**WORK TO COMPLETE**:
Will you transcribe the entries that follow, exactly and in full?

**EXTRACTED ENTRIES**:
──────────────────────────────
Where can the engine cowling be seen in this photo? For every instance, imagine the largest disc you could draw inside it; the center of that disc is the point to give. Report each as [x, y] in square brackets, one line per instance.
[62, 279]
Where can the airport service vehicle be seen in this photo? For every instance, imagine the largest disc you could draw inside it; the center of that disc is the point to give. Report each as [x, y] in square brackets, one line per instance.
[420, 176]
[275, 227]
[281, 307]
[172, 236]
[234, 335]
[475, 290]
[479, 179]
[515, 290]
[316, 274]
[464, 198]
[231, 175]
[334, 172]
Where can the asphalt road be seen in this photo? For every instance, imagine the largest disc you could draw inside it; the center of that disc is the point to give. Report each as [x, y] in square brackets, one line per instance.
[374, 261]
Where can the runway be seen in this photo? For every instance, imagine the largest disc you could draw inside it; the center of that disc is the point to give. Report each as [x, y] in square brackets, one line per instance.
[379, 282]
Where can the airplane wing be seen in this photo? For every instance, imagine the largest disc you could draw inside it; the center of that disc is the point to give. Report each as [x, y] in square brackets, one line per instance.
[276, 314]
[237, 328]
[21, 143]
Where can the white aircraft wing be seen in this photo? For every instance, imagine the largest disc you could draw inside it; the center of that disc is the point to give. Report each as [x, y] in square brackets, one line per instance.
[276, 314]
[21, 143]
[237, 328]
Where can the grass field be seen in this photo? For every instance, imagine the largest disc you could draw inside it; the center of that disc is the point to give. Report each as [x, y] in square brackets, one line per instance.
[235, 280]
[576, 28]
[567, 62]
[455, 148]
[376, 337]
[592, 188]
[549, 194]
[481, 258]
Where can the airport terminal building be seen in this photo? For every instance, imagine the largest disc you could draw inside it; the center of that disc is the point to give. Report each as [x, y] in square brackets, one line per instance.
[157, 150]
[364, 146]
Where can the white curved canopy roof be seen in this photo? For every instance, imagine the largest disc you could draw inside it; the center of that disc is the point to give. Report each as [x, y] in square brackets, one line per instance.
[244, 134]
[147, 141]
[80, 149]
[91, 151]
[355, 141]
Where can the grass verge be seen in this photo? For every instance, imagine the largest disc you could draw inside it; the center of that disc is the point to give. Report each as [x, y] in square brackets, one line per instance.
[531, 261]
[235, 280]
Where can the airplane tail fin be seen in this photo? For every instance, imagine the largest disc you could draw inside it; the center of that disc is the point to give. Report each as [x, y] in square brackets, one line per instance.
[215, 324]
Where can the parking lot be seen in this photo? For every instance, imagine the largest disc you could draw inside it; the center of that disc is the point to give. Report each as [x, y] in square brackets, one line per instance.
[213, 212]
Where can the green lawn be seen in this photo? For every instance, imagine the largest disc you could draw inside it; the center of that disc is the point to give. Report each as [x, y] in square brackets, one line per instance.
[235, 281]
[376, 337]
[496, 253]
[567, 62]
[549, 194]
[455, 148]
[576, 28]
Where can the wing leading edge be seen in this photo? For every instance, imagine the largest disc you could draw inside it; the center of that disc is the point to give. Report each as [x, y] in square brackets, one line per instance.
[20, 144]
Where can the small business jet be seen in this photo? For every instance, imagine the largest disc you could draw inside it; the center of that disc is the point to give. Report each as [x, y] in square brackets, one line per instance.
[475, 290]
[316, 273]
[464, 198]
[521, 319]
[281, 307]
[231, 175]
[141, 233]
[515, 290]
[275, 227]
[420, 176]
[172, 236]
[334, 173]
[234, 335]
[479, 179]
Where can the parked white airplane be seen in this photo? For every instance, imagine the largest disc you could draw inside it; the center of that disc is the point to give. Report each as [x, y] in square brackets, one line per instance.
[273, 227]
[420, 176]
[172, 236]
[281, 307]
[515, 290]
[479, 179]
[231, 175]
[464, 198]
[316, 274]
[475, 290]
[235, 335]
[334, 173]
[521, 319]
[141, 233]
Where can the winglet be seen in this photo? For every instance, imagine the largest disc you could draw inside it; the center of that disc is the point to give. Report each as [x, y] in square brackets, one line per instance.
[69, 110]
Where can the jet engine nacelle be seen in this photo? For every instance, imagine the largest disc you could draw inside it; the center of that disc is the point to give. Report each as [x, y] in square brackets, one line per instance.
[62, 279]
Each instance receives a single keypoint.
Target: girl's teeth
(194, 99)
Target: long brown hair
──────────────────────────────
**IN RESPONSE**:
Where can the engine cowling be seen in this photo? For every instance, imagine the largest disc you could draw inside it; the center of that disc is the point to give. Report each as [x, y] in square brackets, one line per instance.
[62, 279]
Where can the airport service vehicle be seen in this photo? For every instance, imagine the largest disc you could draw inside it; the center of that disc is the point to give. Report each as [x, y] in square brackets, one line per instance.
[420, 176]
[275, 227]
[281, 307]
[172, 236]
[234, 335]
[475, 290]
[479, 179]
[515, 290]
[316, 274]
[464, 198]
[231, 175]
[334, 172]
Where can the asphalt road be seen in this photo? For every instance, imagine the largest disc you could draw inside it; the center of that disc is the point to give. Report each as [x, y] in square brackets, one line per instance.
[374, 261]
Where can the runway be seen in this photo? For every instance, imagine the largest disc you could draw inside it; the center of that disc is the point to give. Report each as [x, y] in square brackets, one line per instance.
[379, 282]
Where can the airplane wing be seen in this photo? For every instance, imagine the largest disc you could draw inside it; the center of that disc is the point to give. Report each as [x, y] in square brackets, one line per instance.
[276, 314]
[237, 328]
[21, 143]
Where can the white aircraft wing be seen in this photo? For every instance, imagine the largest disc you could draw inside it; the center of that disc is the point to give. Report each as [x, y] in square brackets, one line per instance.
[276, 314]
[21, 143]
[237, 328]
Where can the grass field be seen in this photo? For every instance, imagine the largest disc you could draw inside it; the center of that disc is the point to give. Report each as [x, y] in square brackets, one line per instance.
[235, 280]
[576, 28]
[567, 62]
[455, 148]
[376, 337]
[592, 188]
[549, 194]
[481, 258]
Where can the airport terminal building be seen in this photo? For every instance, imagine the largest disc you could draw inside it; the center of that disc is the point to give. Report each as [x, y] in square brackets, one line per instance.
[157, 150]
[364, 146]
Where can the white curved canopy roof be seen in this photo? For every instance, imagine the largest disc you could draw inside it; the center of that disc is the point to give. Report each as [x, y] in square brackets, one line per instance.
[244, 134]
[147, 141]
[80, 149]
[91, 151]
[355, 141]
Where can the grass verge be seen in this photo? For every instance, imagine the largest disc you could draw inside it; the center of that disc is the point to give. Report each as [x, y] in square brackets, one line per instance.
[531, 261]
[235, 280]
Where can the airplane tail fin be seen in this photo? For every instance, imagine the largest disc you could draw inside it; the center of that disc is the point to give. Report each as [x, y] in square brackets, one line per instance.
[215, 324]
Where can the parking lot be seen in this photo? For every instance, imagine the largest disc you could draw inside it; the center of that disc is the point to give. Report each as [x, y] in square brackets, one line per instance.
[213, 212]
Where can the green lawn be seen in this photo? For every instance, imagine the largest disc you could draw inside it; the center of that disc is the point to give. Report each as [x, y] in square brackets, one line per instance.
[235, 281]
[376, 337]
[496, 253]
[567, 62]
[549, 194]
[455, 148]
[576, 28]
Where can the wing leading edge be seen in this photo? For every instance, imagine the largest disc you could draw inside it; the center of that disc is the point to give. Report each as [x, y] in square brackets, one line per instance.
[20, 144]
Where can the small business jet be seen in this photo? For every instance, imagine the largest disc you could draw inside it; the center of that disc is the point to give. Report each as [x, y] in square brackets, one line per instance.
[475, 290]
[316, 273]
[464, 198]
[521, 319]
[281, 307]
[231, 175]
[141, 233]
[515, 290]
[275, 227]
[420, 176]
[172, 236]
[334, 173]
[234, 335]
[479, 179]
Where can the parked white airplane be seen in this photo? For every instance, imagine the largest disc you could draw inside it; the center of that disc is the point to give. Report each as [x, y] in square brackets, one line per instance.
[273, 227]
[420, 176]
[172, 236]
[281, 307]
[515, 290]
[479, 179]
[231, 175]
[464, 198]
[316, 274]
[475, 290]
[235, 335]
[334, 173]
[521, 319]
[141, 233]
Where can the winglet be seen in this photo? For every instance, imagine the largest disc you could draw inside it; the center of that disc is the point to give. Report each as [x, y] in square brackets, one line per instance.
[69, 110]
Where can the jet engine nacelle be seen in this photo? For every instance, imagine the largest disc you could draw inside it; the center of that disc is the point to give. Report each as [x, y] in square brackets, one line per instance.
[62, 279]
Each instance receives a single keypoint.
Target: girl's teeth
(194, 99)
Target: long brown hair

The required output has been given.